Output the material exactly, starting at the line that contains "point: the pale cloud in this photo" and ending at the last line of the material.
++++++
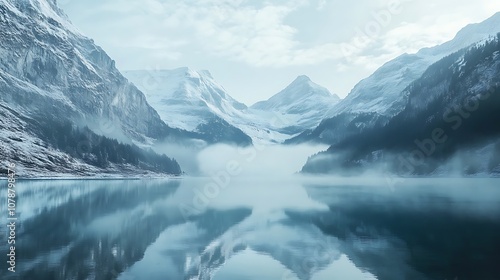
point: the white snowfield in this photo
(184, 98)
(383, 91)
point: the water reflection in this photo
(291, 228)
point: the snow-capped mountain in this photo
(449, 124)
(52, 75)
(375, 99)
(47, 66)
(303, 102)
(193, 101)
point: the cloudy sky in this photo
(255, 48)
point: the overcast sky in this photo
(255, 48)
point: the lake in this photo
(254, 228)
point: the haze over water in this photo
(283, 228)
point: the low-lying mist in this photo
(258, 160)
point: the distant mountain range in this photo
(374, 100)
(66, 109)
(194, 101)
(449, 124)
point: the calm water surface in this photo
(292, 228)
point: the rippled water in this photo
(281, 228)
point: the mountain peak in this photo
(303, 78)
(301, 93)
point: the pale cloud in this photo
(255, 47)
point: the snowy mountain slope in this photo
(192, 101)
(52, 77)
(381, 92)
(449, 124)
(183, 97)
(375, 99)
(47, 67)
(189, 99)
(302, 102)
++++++
*RESPONSE TO THE EXERCISE*
point: the pale cloud in this photo
(255, 47)
point: the snowy mountain slope in this photo
(192, 101)
(52, 77)
(381, 92)
(449, 124)
(183, 97)
(375, 99)
(47, 67)
(189, 99)
(302, 102)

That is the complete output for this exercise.